* [WHAT IS NEEDED]: Your task is to give the data again, exactly, with every line intact.

* [DATA SHOWN]:

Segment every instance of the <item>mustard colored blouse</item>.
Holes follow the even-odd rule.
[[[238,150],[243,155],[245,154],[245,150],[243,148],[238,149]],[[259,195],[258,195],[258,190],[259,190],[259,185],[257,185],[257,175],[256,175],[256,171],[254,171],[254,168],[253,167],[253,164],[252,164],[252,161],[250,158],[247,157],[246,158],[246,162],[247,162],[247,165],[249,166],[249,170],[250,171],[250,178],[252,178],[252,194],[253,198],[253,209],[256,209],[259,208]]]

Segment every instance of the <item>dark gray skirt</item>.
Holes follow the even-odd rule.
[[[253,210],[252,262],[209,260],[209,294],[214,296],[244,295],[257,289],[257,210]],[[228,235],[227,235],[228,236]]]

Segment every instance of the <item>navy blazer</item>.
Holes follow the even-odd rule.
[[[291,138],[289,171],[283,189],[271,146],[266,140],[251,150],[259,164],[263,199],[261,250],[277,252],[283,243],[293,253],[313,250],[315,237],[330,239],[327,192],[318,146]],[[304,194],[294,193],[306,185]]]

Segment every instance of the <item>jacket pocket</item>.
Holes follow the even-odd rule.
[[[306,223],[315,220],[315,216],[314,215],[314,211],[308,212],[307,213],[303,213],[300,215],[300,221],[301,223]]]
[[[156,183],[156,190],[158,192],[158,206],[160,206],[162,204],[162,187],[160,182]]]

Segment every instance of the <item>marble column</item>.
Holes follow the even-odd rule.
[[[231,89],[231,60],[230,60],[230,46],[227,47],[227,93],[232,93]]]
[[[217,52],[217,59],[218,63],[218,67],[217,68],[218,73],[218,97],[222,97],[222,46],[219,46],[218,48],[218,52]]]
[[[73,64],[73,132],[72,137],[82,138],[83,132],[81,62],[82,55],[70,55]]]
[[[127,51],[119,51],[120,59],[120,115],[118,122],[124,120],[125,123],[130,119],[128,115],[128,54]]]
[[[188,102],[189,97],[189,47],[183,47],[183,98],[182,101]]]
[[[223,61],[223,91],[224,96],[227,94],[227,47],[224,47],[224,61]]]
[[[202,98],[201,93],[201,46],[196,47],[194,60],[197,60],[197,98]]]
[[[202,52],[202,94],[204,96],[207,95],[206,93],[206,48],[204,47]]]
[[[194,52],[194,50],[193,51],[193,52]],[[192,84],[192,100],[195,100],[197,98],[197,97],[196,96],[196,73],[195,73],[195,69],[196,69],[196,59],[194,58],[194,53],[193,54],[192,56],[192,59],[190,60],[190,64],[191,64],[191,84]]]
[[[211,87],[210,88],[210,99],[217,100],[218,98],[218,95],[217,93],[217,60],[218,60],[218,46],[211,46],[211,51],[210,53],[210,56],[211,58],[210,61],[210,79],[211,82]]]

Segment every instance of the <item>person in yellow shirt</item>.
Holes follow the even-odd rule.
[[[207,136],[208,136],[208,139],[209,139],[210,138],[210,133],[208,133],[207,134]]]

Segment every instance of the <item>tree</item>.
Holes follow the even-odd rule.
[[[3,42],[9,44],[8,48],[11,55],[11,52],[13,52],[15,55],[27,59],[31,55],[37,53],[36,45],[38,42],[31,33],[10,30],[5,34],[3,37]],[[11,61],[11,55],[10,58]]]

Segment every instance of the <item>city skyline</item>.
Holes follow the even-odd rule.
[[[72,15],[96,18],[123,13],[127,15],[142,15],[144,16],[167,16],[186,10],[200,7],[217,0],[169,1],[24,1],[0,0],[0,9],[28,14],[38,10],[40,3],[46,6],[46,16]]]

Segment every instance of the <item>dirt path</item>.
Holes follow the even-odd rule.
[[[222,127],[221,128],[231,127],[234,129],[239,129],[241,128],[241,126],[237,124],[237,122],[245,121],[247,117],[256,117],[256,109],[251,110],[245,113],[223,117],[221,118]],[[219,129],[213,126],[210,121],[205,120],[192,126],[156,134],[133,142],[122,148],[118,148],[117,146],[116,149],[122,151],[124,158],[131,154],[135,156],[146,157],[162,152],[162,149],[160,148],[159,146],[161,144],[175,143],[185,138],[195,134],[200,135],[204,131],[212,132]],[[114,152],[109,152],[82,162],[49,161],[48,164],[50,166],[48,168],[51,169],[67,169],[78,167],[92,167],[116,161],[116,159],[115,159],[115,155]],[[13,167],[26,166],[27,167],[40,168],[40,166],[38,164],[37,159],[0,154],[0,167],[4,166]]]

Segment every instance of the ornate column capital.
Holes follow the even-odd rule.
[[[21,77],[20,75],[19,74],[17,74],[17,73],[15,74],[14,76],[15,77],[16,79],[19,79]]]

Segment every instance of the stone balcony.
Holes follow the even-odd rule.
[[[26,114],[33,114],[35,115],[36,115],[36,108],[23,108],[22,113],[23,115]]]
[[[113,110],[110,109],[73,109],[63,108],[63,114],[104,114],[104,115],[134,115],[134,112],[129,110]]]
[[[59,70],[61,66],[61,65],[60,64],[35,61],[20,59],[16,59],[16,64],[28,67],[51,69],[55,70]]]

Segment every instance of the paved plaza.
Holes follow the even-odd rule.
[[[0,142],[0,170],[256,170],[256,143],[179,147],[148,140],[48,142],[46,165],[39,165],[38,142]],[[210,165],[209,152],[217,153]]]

* [TASK OUTPUT]:
Segment every instance of the <item>mustard colored blouse</item>.
Holes follow the even-odd rule.
[[[238,150],[243,155],[245,154],[245,150],[243,148],[238,149]],[[259,195],[258,195],[258,190],[259,190],[259,185],[257,185],[257,175],[256,175],[256,171],[254,171],[254,168],[253,167],[253,164],[252,164],[252,161],[250,158],[247,157],[246,158],[246,162],[247,162],[247,165],[249,166],[249,170],[250,171],[250,178],[252,178],[252,194],[253,198],[253,209],[256,209],[259,208]]]

Segment every instance of the <item>dark gray skirt</item>.
Holes follow the even-odd rule.
[[[253,210],[252,262],[209,260],[209,294],[214,296],[244,295],[257,289],[257,210]],[[228,235],[227,235],[228,236]]]

Segment every instance of the <item>navy blazer</item>.
Holes follow the even-odd rule.
[[[291,138],[289,171],[283,189],[271,146],[266,140],[251,150],[259,164],[263,199],[261,250],[277,252],[283,243],[293,253],[313,250],[315,237],[330,239],[327,192],[318,146]],[[304,194],[294,193],[306,185]]]

Segment every instance of the <item>jacket pocket</item>.
Holes follow the even-odd rule.
[[[306,223],[315,220],[315,216],[314,215],[314,211],[308,212],[307,213],[303,213],[300,215],[300,221],[301,223]]]
[[[156,183],[156,190],[158,192],[158,206],[160,206],[162,204],[162,187],[160,182]]]

Segment every instance of the <item>marble column</item>.
Holes follow the even-odd rule.
[[[231,89],[231,60],[230,60],[230,46],[227,47],[227,93],[232,93]]]
[[[217,52],[217,59],[218,63],[218,67],[217,68],[218,73],[218,97],[222,97],[222,46],[219,46],[218,48],[218,52]]]
[[[73,64],[73,132],[72,137],[82,138],[83,132],[81,62],[82,55],[70,55]]]
[[[127,51],[119,51],[120,59],[120,115],[118,122],[124,120],[125,123],[130,119],[128,115],[128,54]]]
[[[188,102],[189,97],[189,47],[183,47],[183,98],[182,101]]]
[[[223,61],[223,91],[224,96],[227,94],[227,47],[224,47],[224,61]]]
[[[202,98],[201,93],[201,46],[196,47],[194,60],[197,60],[197,98]]]
[[[202,52],[202,94],[204,96],[207,95],[206,93],[206,48],[204,47]]]
[[[194,52],[194,50],[193,51],[193,52]],[[192,84],[192,100],[195,100],[197,98],[197,97],[196,96],[196,73],[195,73],[195,69],[196,69],[196,59],[194,58],[194,53],[193,54],[192,56],[192,59],[190,60],[190,64],[191,64],[191,84]]]
[[[211,87],[210,88],[210,99],[217,100],[218,98],[218,95],[217,93],[217,60],[218,60],[218,46],[211,46],[211,51],[210,53],[210,56],[211,58],[210,61],[210,79],[211,82]]]

Segment every instance of the <item>person in yellow shirt</item>.
Holes follow the even-odd rule.
[[[207,136],[208,136],[208,139],[209,139],[210,138],[210,133],[208,133],[207,134]]]

Segment every instance of the <item>tree</item>.
Holes follow the even-odd rule.
[[[3,42],[9,44],[8,48],[11,55],[11,52],[13,52],[15,55],[27,59],[31,55],[37,53],[36,45],[38,42],[31,33],[10,30],[5,34],[3,37]],[[11,61],[11,55],[10,58]]]

Segment every instance of the <item>city skyline</item>.
Holes follow the even-odd rule.
[[[72,15],[96,18],[123,13],[127,15],[142,15],[144,16],[167,16],[186,10],[200,7],[217,0],[169,1],[24,1],[0,0],[0,9],[28,14],[38,10],[40,3],[46,6],[46,16]]]

Segment every instance of the <item>dirt path</item>.
Holes follow the even-odd rule.
[[[222,127],[221,128],[231,127],[234,129],[239,129],[241,128],[241,126],[237,124],[237,122],[245,121],[247,117],[256,117],[256,109],[251,110],[245,113],[223,117],[221,118]],[[219,129],[213,126],[210,121],[205,120],[192,126],[156,134],[133,142],[122,148],[118,148],[117,146],[116,149],[122,151],[124,158],[131,154],[135,156],[146,157],[162,152],[162,149],[160,148],[159,146],[161,144],[175,143],[185,138],[195,134],[200,135],[204,131],[212,132]],[[114,152],[109,152],[82,162],[49,161],[48,164],[50,166],[48,168],[51,169],[67,169],[78,167],[92,167],[116,161],[116,159],[115,159],[115,155]],[[13,167],[26,166],[27,167],[40,168],[40,166],[38,164],[37,159],[0,154],[0,167],[4,166]]]

Segment every instance of the ornate column capital.
Holes follow the even-odd rule.
[[[21,77],[20,75],[19,74],[17,74],[17,73],[15,74],[14,76],[15,77],[16,79],[19,79]]]

Segment every instance of the stone balcony.
Holes follow the even-odd rule.
[[[26,114],[33,114],[35,115],[36,115],[36,108],[23,108],[22,113],[23,115]]]
[[[113,110],[110,109],[73,109],[63,108],[63,114],[104,114],[104,115],[134,115],[134,112],[129,110]]]
[[[59,70],[61,66],[61,65],[60,64],[35,61],[20,59],[16,59],[16,64],[28,67],[51,69],[55,70]]]

Segment every instance of the paved plaza.
Holes follow the even-odd rule.
[[[0,142],[0,170],[256,170],[256,143],[179,147],[148,140],[48,142],[46,165],[39,165],[38,142]],[[210,165],[209,152],[217,153]]]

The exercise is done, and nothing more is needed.